Présidentielle ivoirienne : Le PDCI-RDA en quête de légitimité sans Cheick Tidjane Thiam / © Photo: Elisabeth Real for The Wall Street Journal

La démission de Tidjane Thiam de la présidence du PDCI-RDA, survenue à quelques mois de l’échéance présidentielle, marque un tournant décisif dans la vie du parti historique ivoirien. Entre crise de légitimité, flottement stratégique et pressions juridiques liées à la question de sa nationalité, cet épisode révèle les fragilités d’une opposition en quête de repères. Ce départ contraint impose au PDCI un sursaut : reconstruire sa cohérence interne et retrouver un leadership crédible pour espérer peser dans la bataille électorale de 2025.

■ ■ ■ ■ ■ ■ ■

**Consigne A**. Recopiez fidèlement le passage de l'article sur la démission de Tidjane Thiam allant de "Présidentielle ivoirienne : Le" jusqu'à "électorale de 2025." inclus.
**Consigne B**. Prolongez l'article sur le départ de Tidjane Thiam de la présidence du PDCI-RDA en reprenant après sa dernière phrase.
Les données ci-dessous n'ont aucun rôle ici.

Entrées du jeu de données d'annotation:
■ ■ ■ ■ ■ ■ ■

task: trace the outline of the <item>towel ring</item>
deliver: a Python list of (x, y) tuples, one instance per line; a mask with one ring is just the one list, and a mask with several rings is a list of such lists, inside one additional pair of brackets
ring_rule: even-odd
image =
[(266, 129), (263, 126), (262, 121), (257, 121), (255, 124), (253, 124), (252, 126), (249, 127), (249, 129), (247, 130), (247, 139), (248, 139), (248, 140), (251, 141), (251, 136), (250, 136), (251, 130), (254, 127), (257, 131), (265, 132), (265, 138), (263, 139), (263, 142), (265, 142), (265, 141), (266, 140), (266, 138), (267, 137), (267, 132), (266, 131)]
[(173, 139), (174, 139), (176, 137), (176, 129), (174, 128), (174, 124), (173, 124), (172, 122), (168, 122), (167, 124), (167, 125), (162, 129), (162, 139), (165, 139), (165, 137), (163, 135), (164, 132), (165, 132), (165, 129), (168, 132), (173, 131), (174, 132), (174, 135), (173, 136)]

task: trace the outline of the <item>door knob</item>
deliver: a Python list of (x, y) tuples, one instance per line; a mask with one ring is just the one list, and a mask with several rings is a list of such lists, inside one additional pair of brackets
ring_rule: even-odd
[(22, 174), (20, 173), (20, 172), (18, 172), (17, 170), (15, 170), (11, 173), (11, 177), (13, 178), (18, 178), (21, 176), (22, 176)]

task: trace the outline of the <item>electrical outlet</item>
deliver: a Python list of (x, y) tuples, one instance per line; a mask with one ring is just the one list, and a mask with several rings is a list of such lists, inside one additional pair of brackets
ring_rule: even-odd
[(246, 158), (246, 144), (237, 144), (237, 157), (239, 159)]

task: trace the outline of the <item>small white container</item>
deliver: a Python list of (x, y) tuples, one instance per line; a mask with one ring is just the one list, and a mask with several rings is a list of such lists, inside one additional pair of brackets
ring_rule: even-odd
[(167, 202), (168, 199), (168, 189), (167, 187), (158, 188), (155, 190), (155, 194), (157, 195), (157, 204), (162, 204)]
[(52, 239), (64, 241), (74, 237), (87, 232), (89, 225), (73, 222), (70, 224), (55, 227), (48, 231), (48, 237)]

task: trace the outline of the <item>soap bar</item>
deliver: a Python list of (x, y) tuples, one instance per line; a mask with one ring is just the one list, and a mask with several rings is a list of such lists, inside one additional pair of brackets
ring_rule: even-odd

■ ■ ■ ■ ■ ■ ■

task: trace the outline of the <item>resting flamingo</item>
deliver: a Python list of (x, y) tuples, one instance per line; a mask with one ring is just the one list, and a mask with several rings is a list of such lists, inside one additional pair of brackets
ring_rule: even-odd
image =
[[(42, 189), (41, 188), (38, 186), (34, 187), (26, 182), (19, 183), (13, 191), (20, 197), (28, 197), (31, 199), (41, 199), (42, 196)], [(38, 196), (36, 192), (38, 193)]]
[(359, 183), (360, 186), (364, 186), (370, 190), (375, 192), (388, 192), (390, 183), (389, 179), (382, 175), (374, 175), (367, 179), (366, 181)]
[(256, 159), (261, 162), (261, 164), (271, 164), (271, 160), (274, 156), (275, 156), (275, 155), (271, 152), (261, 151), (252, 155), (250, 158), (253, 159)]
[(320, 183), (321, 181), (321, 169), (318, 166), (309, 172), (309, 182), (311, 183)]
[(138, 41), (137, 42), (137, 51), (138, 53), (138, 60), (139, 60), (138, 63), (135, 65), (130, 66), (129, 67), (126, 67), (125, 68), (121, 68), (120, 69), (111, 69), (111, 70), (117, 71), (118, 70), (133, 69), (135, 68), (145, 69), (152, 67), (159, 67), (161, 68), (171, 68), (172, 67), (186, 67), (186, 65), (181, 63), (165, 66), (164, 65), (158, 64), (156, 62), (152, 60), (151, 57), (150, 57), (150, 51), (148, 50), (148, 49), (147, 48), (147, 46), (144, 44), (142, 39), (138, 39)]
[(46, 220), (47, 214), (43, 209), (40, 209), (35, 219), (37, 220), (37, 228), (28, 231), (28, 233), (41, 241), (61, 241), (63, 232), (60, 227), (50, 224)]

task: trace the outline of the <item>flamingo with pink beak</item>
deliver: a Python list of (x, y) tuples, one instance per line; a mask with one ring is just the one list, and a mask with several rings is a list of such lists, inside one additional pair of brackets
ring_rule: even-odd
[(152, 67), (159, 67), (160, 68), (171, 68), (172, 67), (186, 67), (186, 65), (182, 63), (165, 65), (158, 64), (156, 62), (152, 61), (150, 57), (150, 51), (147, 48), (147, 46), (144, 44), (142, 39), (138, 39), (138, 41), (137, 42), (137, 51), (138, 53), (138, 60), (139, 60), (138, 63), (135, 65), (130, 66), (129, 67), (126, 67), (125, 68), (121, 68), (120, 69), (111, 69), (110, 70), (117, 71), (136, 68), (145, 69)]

■ ■ ■ ■ ■ ■ ■

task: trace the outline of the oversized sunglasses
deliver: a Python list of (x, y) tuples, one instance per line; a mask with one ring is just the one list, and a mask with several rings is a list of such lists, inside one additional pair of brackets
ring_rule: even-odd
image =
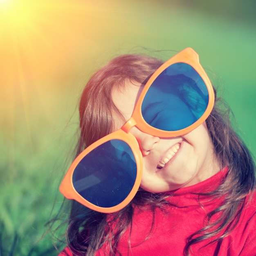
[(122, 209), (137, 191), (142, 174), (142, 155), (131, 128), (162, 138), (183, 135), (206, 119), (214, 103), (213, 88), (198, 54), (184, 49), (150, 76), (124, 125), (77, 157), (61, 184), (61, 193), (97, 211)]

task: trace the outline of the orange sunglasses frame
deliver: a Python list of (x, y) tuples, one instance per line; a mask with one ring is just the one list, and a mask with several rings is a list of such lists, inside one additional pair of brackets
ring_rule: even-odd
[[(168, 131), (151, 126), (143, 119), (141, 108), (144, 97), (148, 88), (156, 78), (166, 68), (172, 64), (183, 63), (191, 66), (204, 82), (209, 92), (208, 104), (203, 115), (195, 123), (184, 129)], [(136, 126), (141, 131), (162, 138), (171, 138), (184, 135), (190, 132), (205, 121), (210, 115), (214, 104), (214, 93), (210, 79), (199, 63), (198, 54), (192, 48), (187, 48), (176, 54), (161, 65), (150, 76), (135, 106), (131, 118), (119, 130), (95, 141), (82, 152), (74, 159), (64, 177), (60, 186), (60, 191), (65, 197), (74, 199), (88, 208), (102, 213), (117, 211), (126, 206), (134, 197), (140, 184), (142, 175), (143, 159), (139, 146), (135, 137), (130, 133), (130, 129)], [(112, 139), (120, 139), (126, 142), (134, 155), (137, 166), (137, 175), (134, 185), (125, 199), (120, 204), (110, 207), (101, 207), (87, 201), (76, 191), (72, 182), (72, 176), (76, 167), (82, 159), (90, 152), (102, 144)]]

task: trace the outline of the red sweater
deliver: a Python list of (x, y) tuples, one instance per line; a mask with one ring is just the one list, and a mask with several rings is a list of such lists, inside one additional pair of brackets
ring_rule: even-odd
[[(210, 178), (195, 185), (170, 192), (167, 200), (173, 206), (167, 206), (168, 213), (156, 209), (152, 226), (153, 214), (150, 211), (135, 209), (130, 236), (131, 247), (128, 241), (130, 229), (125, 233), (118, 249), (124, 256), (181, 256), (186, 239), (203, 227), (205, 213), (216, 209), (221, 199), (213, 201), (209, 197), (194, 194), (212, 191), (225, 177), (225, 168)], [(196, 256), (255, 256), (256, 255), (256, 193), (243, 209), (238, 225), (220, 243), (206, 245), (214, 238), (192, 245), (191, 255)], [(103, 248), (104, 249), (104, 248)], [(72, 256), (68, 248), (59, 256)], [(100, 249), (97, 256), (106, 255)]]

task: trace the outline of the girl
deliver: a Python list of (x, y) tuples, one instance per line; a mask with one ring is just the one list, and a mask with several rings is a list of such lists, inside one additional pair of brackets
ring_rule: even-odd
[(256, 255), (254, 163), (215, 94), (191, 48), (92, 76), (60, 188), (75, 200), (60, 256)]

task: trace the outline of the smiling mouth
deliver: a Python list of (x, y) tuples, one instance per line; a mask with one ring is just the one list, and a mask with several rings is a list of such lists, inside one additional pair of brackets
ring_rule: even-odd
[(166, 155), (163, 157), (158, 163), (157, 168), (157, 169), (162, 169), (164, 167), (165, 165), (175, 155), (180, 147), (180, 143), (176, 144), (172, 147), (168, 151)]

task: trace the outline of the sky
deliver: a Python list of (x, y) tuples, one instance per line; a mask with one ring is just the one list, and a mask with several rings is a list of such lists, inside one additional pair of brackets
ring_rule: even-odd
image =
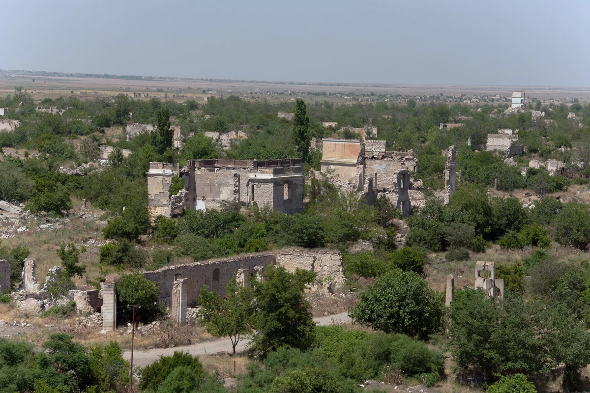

■ ■ ■ ■ ■ ■ ■

**Résultat A**.
Présidentielle ivoirienne : Le PDCI-RDA en quête de légitimité sans Cheick Tidjane Thiam / © Photo: Elisabeth Real for The Wall Street Journal

La démission de Tidjane Thiam de la présidence du PDCI-RDA, survenue à quelques mois de l’échéance présidentielle, marque un tournant décisif dans la vie du parti historique ivoirien. Entre crise de légitimité, flottement stratégique et pressions juridiques liées à la question de sa nationalité, cet épisode révèle les fragilités d’une opposition en quête de repères. Ce départ contraint impose au PDCI un sursaut : reconstruire sa cohérence interne et retrouver un leadership crédible pour espérer peser dans la bataille électorale de 2025.

**Résultat B**.
Après la démission de Tidjane Thiam : un parti en quête de cap et de cohérence

Par Simplice Ongui

Londres, le 12 mai 2025 – Le paysage politique ivoirien est de nouveau secoué. À la veille d’une réunion d’urgence du Bureau politique convoquée à Cocody, la démission de Tidjane Thiam de la présidence du Parti Démocratique de Côte d’Ivoire – Rassemblement Démocratique Africain (PDCI-RDA) a été officiellement annoncée ce dimanche 11 mai. Ce départ, aussi spectaculaire qu’attendu par certains observateurs, intervient dans un contexte tendu, marqué par de fortes turbulences internes, des interrogations sur la nationalité de Thiam et une pression croissante à l’approche de l’élection présidentielle de 2025.

Une démission sur fond de crise identitaire et juridique

L’affaire Thiam a cristallisé les tensions depuis plusieurs semaines. Sa nationalité française, à laquelle il aurait renoncé trop tardivement pour satisfaire aux critères d’éligibilité à la présidentielle de la République de Côte d’Ivoire, a exposé au grand jour les failles de gouvernance au sein du parti septuagénaire et du dispositif de son Conseil juridique. Les critiques n’ont cessé de fuser, aussi bien dans la presse que dans les rangs militants, accusant la direction du PDCI d’avoir privilégié une figure médiatique au détriment d’une base légalement et moralement solide.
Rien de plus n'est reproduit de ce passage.